_PASSAGE TO READ:_
So after all these hours talking about AI, in these last five minutes I am going to talk about: horses.

Engine efficiency over time, showing steady improvement

Engines, steam engines, were invented in 1700.

And what followed was 200 years of steady improvement, with engines getting 20% better a decade.

For the first 120 years of that steady improvement, horses didn't notice at all.

Then, between 1930 and 1950, 90% of the horses in the US disappeared.

Progress in engines was steady. Equivalence to horses was sudden.


But enough about horses. Let's talk about chess!

Computer chess Elo over time, showing steady 50 point per year improvement

Folks started tracking computer chess in 1985.

And for the next 40 years, computer chess would improve by 50 Elo per year.

That meant in 2000, a human grandmaster could expect to win 90% of their games against a computer.

But ten years later, the same human grandmaster would lose 90% of their games against a computer.

_PROBLEMS AND TASKS:_
**a.** In the passage about horses and computer chess, what share of the horses in the US disappeared between 1930 and 1950?
**b.** Continue the passage about horses and computer chess from the point where it stops.
The records come from a different source than the passage about horses and computer chess.

_DATASET ENTRIES:_
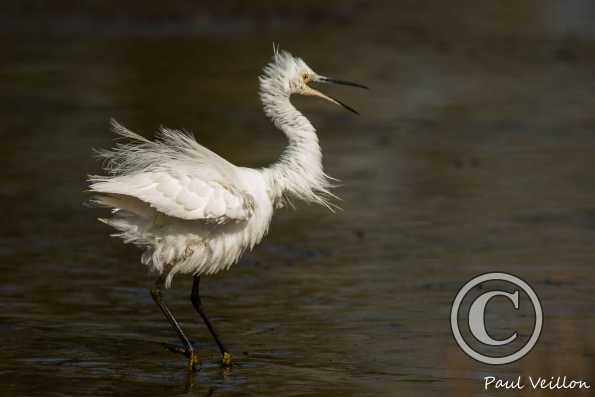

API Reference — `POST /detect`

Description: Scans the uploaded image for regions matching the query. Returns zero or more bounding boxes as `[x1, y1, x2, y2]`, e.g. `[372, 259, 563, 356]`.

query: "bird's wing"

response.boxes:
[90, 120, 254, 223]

...

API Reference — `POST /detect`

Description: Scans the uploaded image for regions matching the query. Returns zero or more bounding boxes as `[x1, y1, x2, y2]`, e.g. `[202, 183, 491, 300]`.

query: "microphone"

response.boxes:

==

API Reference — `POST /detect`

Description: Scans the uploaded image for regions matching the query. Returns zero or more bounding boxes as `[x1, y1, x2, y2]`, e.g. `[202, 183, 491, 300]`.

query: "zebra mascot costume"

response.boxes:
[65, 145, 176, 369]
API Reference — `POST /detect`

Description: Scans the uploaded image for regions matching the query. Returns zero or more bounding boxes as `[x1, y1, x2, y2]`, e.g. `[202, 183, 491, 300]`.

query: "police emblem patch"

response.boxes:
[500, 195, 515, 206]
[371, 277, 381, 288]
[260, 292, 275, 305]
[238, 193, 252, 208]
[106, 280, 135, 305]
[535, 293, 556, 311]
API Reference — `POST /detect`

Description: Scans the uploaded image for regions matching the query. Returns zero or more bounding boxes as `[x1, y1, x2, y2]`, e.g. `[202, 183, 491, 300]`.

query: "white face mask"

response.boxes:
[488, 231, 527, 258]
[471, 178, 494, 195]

_ANSWERS TO THE EXERCISE:_
**a.** 90% of the horses in the US disappeared.

**b.**
Progress in chess was steady. Equivalence to humans was sudden.


Enough about chess! Let's talk about AI.

AI datacenter capital expenditure over time

Capital expenditure on AI has been pretty steady.

Right now we're - globally - spending the equivalent of 2% of US GDP on AI datacenters each year.

That number seems to have steadily been doubling over the past few years.

And it seems - according to the deals signed - likely to carry on doubling for the next few years.


But from my perspective, from equivalence to me, it hasn't been steady at all.

Questions answered by humans vs Claude over time

I was one of the first researchers hired at Anthropic.

This pink line, back in 2024, was a large part of my job. Answer technical questions for new hires.

Back then, me and other old-timers were answering about 4,000 new-hire questions a month.

Then in December, Claude finally got good enough to answer some of those questions for us.

In December, it was some of those questions. Six months later, 80% of the questions I'd been being asked had disappeared.

Claude, meanwhile, was now answering 30,000 questions a month; eight times as many questions as me & mine ever did.


Now. Answering those questions was only part of my job.

But while it took horses decades to be overcome, and chess masters years, it took me all of six months to be surpassed.

Cost per million words: AI researcher vs subsistence farmer vs Sonnet

Surpassed by a system that costs one thousand times less than I do.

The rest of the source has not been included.